[STATED PROBLEM]: Identify every line of the data below that contains the string "marking" and copy each such line. Matching is case-sensitive.

(Region labeling data)
__________________________________________________

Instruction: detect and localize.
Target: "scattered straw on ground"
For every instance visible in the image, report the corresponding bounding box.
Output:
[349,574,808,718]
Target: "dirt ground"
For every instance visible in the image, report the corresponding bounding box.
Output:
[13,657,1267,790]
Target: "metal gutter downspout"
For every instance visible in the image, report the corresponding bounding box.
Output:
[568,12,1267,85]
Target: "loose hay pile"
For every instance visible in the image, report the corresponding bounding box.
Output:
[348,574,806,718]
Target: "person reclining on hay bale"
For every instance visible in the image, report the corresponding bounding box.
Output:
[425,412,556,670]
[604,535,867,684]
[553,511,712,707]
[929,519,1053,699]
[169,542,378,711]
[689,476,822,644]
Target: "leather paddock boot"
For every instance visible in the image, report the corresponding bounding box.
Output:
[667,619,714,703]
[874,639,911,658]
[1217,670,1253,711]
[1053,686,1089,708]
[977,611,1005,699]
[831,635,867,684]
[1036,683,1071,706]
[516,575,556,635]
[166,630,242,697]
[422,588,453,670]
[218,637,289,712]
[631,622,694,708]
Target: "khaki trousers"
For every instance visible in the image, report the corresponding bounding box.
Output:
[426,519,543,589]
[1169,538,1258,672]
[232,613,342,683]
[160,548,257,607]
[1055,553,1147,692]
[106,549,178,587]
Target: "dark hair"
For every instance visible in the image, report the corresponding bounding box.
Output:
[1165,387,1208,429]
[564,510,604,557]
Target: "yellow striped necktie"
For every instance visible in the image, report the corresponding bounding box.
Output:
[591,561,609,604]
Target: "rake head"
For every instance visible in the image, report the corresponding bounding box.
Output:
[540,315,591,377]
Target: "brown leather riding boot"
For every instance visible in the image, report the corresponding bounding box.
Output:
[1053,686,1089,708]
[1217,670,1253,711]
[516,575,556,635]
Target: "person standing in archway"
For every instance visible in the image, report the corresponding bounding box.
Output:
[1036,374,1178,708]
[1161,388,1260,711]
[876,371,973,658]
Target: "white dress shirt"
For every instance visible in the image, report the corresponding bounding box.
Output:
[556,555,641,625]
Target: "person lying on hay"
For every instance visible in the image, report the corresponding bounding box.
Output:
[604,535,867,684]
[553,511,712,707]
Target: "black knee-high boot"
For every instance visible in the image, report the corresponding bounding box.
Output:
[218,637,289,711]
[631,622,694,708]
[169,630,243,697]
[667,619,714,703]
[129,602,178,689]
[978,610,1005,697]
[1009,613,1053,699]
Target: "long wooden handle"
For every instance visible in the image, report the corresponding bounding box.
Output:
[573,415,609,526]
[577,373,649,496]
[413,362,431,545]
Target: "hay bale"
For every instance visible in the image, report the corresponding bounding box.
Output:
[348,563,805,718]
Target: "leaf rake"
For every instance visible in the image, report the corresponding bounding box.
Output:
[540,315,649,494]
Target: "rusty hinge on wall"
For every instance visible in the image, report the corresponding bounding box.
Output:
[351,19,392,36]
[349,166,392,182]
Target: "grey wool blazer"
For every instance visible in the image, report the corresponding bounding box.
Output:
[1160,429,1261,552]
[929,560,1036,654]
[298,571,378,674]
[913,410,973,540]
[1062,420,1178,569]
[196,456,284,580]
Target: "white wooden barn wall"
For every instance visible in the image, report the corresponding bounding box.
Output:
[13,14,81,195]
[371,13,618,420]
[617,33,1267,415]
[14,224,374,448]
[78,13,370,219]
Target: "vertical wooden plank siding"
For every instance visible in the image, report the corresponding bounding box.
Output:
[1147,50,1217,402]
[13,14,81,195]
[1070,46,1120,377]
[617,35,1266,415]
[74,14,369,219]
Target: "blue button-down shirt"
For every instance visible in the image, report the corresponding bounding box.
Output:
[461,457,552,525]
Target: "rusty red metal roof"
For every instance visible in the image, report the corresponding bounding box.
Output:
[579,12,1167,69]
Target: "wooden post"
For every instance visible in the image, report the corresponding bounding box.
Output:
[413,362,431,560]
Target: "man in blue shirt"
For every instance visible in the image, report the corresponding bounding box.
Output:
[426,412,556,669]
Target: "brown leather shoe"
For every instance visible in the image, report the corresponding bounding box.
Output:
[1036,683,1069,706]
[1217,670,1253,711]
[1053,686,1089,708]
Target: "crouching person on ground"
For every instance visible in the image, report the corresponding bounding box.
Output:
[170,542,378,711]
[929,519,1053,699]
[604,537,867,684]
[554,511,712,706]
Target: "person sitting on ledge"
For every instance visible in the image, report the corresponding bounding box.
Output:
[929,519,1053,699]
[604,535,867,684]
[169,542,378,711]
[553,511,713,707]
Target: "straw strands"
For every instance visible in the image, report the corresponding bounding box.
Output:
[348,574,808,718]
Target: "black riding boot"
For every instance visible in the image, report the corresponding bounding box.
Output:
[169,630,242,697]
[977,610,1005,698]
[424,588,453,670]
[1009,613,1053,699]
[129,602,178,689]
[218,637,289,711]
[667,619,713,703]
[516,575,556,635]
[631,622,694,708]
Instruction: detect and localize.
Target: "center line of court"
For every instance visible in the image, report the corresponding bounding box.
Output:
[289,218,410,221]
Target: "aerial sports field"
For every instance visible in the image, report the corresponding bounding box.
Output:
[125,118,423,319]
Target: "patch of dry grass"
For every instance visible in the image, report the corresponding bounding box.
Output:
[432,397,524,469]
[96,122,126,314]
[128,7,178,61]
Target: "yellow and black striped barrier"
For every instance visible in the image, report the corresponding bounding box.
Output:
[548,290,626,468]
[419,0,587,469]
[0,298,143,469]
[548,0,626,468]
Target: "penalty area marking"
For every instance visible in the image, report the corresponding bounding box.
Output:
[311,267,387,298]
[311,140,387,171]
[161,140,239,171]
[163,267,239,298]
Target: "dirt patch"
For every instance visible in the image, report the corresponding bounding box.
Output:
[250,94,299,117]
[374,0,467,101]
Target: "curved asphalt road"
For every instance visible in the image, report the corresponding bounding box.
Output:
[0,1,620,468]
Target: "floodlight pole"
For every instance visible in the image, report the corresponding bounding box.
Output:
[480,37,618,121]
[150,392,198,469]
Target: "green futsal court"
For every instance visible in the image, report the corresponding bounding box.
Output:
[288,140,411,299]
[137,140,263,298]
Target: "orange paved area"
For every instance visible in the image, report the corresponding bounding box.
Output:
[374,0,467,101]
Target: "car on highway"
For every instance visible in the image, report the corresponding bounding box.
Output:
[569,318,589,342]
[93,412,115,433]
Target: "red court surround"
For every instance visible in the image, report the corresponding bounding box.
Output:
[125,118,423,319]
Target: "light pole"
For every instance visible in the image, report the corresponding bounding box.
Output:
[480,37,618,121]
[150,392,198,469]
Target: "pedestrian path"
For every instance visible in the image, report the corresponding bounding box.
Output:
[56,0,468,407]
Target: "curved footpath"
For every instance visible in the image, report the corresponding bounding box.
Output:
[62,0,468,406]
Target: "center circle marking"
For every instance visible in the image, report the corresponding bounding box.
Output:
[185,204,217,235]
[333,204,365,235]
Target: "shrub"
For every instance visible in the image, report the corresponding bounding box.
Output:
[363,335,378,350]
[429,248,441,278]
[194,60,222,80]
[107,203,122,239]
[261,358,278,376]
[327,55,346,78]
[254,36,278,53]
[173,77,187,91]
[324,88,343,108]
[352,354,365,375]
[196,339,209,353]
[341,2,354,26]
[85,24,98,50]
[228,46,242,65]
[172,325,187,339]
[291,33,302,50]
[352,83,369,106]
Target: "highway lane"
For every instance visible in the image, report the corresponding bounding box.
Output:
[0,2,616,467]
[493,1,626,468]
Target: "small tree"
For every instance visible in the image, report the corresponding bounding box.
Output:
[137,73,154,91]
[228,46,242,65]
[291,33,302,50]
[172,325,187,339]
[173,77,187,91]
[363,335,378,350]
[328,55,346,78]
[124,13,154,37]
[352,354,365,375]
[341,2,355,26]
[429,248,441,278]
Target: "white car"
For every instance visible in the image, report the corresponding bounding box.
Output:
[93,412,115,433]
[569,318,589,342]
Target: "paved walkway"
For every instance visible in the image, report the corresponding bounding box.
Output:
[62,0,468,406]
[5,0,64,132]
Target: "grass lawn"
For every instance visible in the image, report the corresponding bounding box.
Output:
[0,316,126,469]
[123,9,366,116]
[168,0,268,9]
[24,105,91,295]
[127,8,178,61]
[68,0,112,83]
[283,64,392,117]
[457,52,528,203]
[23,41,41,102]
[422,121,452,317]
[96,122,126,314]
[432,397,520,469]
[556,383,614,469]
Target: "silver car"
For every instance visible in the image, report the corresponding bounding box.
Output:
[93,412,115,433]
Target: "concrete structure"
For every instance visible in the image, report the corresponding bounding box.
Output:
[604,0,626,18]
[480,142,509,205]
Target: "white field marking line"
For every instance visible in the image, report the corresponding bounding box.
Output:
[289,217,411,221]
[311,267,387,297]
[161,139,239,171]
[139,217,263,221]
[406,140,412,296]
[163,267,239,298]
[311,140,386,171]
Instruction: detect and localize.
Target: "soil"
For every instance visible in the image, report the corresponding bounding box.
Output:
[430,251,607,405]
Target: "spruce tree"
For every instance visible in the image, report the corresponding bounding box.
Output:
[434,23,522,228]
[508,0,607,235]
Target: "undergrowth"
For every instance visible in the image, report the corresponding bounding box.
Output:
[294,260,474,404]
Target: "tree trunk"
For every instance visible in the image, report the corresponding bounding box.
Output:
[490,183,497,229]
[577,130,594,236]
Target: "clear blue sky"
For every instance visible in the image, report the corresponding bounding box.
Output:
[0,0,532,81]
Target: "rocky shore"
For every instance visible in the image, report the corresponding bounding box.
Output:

__________________________________________________

[RESULT FOR THIS EXERCISE]:
Target: "penalty area marking"
Target: "center circle marking"
Target: "white field marking line"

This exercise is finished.